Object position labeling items

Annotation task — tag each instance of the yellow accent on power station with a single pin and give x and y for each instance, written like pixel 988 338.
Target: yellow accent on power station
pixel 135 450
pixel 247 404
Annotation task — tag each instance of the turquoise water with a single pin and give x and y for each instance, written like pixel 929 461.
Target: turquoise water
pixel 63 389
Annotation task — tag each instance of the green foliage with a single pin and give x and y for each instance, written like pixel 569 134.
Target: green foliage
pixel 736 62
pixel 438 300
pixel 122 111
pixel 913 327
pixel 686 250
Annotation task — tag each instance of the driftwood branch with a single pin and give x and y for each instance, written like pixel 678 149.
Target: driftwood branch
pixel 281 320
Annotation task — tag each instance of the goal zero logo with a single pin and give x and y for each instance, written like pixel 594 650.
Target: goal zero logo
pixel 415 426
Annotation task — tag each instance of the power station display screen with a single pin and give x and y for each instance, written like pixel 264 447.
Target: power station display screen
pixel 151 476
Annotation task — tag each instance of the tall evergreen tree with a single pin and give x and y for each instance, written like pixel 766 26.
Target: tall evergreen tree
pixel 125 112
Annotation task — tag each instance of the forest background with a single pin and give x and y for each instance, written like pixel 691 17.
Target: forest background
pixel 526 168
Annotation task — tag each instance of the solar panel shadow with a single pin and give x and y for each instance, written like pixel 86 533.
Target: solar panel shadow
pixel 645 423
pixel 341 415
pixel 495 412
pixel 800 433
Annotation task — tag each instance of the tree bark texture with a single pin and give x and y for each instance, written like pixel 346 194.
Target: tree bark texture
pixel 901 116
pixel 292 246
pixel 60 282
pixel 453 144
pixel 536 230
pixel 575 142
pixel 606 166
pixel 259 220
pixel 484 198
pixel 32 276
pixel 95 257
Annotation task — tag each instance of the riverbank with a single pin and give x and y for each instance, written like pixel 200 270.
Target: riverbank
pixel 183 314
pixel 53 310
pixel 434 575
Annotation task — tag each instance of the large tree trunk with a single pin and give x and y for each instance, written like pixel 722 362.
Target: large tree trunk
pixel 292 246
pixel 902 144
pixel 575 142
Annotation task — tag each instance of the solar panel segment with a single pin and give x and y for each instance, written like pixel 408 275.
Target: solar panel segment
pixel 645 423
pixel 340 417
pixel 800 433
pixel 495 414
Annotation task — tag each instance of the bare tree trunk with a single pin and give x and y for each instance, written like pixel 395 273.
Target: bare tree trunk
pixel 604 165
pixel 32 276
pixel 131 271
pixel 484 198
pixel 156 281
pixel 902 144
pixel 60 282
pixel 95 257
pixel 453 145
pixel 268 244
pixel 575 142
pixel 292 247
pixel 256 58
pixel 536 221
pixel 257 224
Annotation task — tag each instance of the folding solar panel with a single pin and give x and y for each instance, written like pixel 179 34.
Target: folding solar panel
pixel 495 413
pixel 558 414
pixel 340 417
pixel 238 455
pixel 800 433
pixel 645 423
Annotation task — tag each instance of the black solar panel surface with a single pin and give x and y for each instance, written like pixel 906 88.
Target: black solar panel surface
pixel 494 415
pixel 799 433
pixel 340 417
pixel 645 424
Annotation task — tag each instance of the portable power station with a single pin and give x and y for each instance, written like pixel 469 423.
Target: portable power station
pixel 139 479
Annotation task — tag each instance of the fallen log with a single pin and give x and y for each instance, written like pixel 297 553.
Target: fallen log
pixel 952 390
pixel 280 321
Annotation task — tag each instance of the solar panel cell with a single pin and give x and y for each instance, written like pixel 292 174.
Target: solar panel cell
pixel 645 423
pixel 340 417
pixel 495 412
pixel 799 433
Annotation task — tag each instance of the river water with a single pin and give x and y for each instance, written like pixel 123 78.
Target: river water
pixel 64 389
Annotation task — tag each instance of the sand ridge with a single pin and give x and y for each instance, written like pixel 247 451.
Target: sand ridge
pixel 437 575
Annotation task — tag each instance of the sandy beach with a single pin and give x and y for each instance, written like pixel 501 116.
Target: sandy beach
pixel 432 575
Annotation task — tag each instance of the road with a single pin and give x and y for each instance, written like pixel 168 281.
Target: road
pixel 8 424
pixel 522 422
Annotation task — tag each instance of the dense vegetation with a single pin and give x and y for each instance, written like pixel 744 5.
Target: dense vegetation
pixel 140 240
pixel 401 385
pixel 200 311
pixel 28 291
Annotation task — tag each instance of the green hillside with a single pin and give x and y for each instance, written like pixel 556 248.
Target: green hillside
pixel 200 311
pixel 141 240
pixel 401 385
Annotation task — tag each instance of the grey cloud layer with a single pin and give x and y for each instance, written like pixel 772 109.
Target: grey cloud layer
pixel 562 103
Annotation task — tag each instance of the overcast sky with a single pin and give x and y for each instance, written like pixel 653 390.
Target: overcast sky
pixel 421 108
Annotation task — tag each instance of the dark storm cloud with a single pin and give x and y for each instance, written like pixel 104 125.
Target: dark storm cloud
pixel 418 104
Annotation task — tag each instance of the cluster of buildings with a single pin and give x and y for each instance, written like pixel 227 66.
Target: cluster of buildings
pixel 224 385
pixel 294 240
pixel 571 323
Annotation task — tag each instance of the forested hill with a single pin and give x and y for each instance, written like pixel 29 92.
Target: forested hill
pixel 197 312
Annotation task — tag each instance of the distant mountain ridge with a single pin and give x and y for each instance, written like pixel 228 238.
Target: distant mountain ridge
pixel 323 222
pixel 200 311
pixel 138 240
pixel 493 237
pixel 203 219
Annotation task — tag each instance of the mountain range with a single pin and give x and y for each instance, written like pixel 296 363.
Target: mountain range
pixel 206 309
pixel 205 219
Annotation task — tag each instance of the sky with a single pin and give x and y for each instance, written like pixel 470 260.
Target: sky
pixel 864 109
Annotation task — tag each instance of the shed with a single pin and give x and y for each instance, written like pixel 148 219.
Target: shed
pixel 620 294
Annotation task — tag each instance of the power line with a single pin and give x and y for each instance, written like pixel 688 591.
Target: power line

# [WHAT IS BEING ASKED]
Update the items above so that every "Annotation task" reads "Labeling task", leaving all other text unchanged.

# [OUTPUT OF THE TASK]
Labeling task — tag each instance of the yellow accent on power station with a single pin and give x and y for each instance, written like pixel 988 338.
Target: yellow accent on power station
pixel 135 450
pixel 247 404
Labeling task — tag each instance of the turquoise water with a single pin and give x and y for each instance, written like pixel 929 461.
Target: turquoise water
pixel 63 389
Labeling task — tag each instance of the green foliage with a single pin and give x and y for each instance, written like pixel 569 134.
Target: green foliage
pixel 736 62
pixel 438 300
pixel 122 111
pixel 913 327
pixel 686 250
Labeling task — tag each instance of the driftwood branch with a single pin and give x and y for each instance, written like pixel 678 149.
Target: driftwood branch
pixel 281 320
Labeling task — tag each instance of the goal zero logo with a single pin and give x and y for each instance, written like pixel 594 650.
Target: goal zero logo
pixel 415 426
Labeling task — tag each instance of the power station display screen with a single pin and give x and y for each instance, written like pixel 264 447.
Target: power station display screen
pixel 151 476
Labeling task — tag each instance of the tall evergreen tree with a single pin and give x and y for each instance, written like pixel 766 26.
Target: tall evergreen tree
pixel 125 112
Labeling task — tag each instance of the forest background with a single pin and give x and y for each instance, written like pixel 691 17.
Target: forest background
pixel 526 168
Labeling task — tag each instance of the solar panel shadow with a single pin and give x and y for each instance, written like pixel 86 533.
Target: solar panel shadow
pixel 645 423
pixel 341 415
pixel 495 412
pixel 800 433
Labeling task — tag each instance of the tree bark texture with a single pin and give x and y for each instance, written like pixel 346 194.
Target: tree bark texture
pixel 901 116
pixel 292 246
pixel 60 282
pixel 453 144
pixel 536 230
pixel 575 142
pixel 606 166
pixel 259 220
pixel 484 198
pixel 32 276
pixel 95 257
Labeling task — tag each instance of the riverbank with a single pin and give x and y for each instance, written like pixel 200 270.
Target: riverbank
pixel 183 314
pixel 53 310
pixel 434 575
Labeling task — tag each instance of the large tree trunk with a single pin and give x and y for each instance, written like pixel 722 362.
Target: large tree trunk
pixel 292 246
pixel 902 144
pixel 575 142
Labeling task — tag each instance of the solar panel segment with a single pin and give x and y for each instance, written like pixel 408 275.
Target: solar panel segment
pixel 645 423
pixel 340 417
pixel 800 433
pixel 495 414
Labeling task — tag each instance of the bare tree trunk with a single pin and give x and y for each instance, written like pixel 395 273.
Target: bare tree trunk
pixel 604 165
pixel 32 276
pixel 131 271
pixel 484 198
pixel 156 281
pixel 902 144
pixel 60 282
pixel 95 257
pixel 453 145
pixel 268 244
pixel 575 142
pixel 292 247
pixel 256 58
pixel 536 221
pixel 257 224
Labeling task — tag each instance of the folding solar panel with a single pin and give x and y for each instance, written like pixel 179 34.
Target: folding solar panel
pixel 495 413
pixel 558 414
pixel 340 417
pixel 238 455
pixel 800 433
pixel 645 423
Labeling task — tag each instance of the black solar panel surface with a single pin and give x and y for each instance, written like pixel 906 88.
Target: black solar panel surface
pixel 494 415
pixel 799 433
pixel 340 417
pixel 645 424
Labeling task — tag each instance of the portable power station with a single pin and give x and y for each instance, written like pixel 469 423.
Target: portable power station
pixel 139 479
Labeling task — tag each instance of the fallen log with a single pin and give x and y for each instance, written like pixel 297 553.
Target: fallen log
pixel 952 390
pixel 280 321
Labeling task — tag each instance of the solar panel cell with a single pin and give x and y for each instance, written like pixel 292 174.
Target: solar panel cell
pixel 645 423
pixel 340 417
pixel 495 412
pixel 799 433
Labeling task — tag each instance of the river water with a single pin and give x and y for each instance, written like pixel 123 78.
Target: river water
pixel 64 389
Labeling task — tag each instance of the sand ridge with a single pin and give x and y for each instance, written like pixel 247 451.
Target: sand ridge
pixel 437 575
Labeling task — tag each instance of the sandy beach with a single pin and give x and y for each instance, written like pixel 501 116.
Target: sandy beach
pixel 432 575
Labeling task — tag each instance of the road with a single pin and give x and y for each instance, written like pixel 168 281.
Target: road
pixel 8 424
pixel 522 422
Labeling task — tag each instance of the dense vegetation with a single pin and give x and y for each instance, written like pixel 744 5.
Target: dense vegetation
pixel 140 240
pixel 401 385
pixel 200 311
pixel 28 291
Labeling task — tag each instance of the green hillside with a single pin and give x and y for each instance, written like pixel 556 248.
Target: green hillside
pixel 200 311
pixel 141 240
pixel 401 385
Labeling task — tag each instance of the grey cloud layer with a single pin and give x and y for each instance, written like pixel 772 109.
Target: grey cloud layer
pixel 562 103
Labeling task — tag each instance of the overcast sky with a single pin and give x and y for each instance, written like pixel 653 390.
Target: overcast sky
pixel 421 108
Labeling task — tag each instance of the dark storm cloud with a single pin and give x and y for each instance, written like pixel 104 125.
Target: dark storm cloud
pixel 418 104
Labeling task — tag each instance of the cluster of buildings with a single pin and give x and y for each instance, written like pixel 227 66.
Target: cluster of buildings
pixel 224 385
pixel 294 240
pixel 571 323
Labeling task — tag each instance of the forested hill with a single pin and give x and y for each instance, written like pixel 29 92.
Target: forested hill
pixel 197 312
Labeling task — tag each instance of the distant mountain ridge with a single pin and give x and y for each instance, written like pixel 228 238.
Target: distant mountain ridge
pixel 323 222
pixel 200 311
pixel 138 240
pixel 493 237
pixel 203 219
Labeling task — tag each instance of the mountain range with a single pin and give x and y for each instance, written like pixel 296 363.
Target: mountain range
pixel 206 309
pixel 205 219
Labeling task — tag each instance of the sky with a single pin and give x and y for each instance, written like pixel 470 260.
Target: sky
pixel 864 109
Labeling task — tag each instance of the shed with a single pin and give x and y for each instance, written like pixel 148 219.
Target: shed
pixel 620 294
Labeling task — tag each instance of the power line with a single pin and give x and y for each instance, written like pixel 688 591.
Target: power line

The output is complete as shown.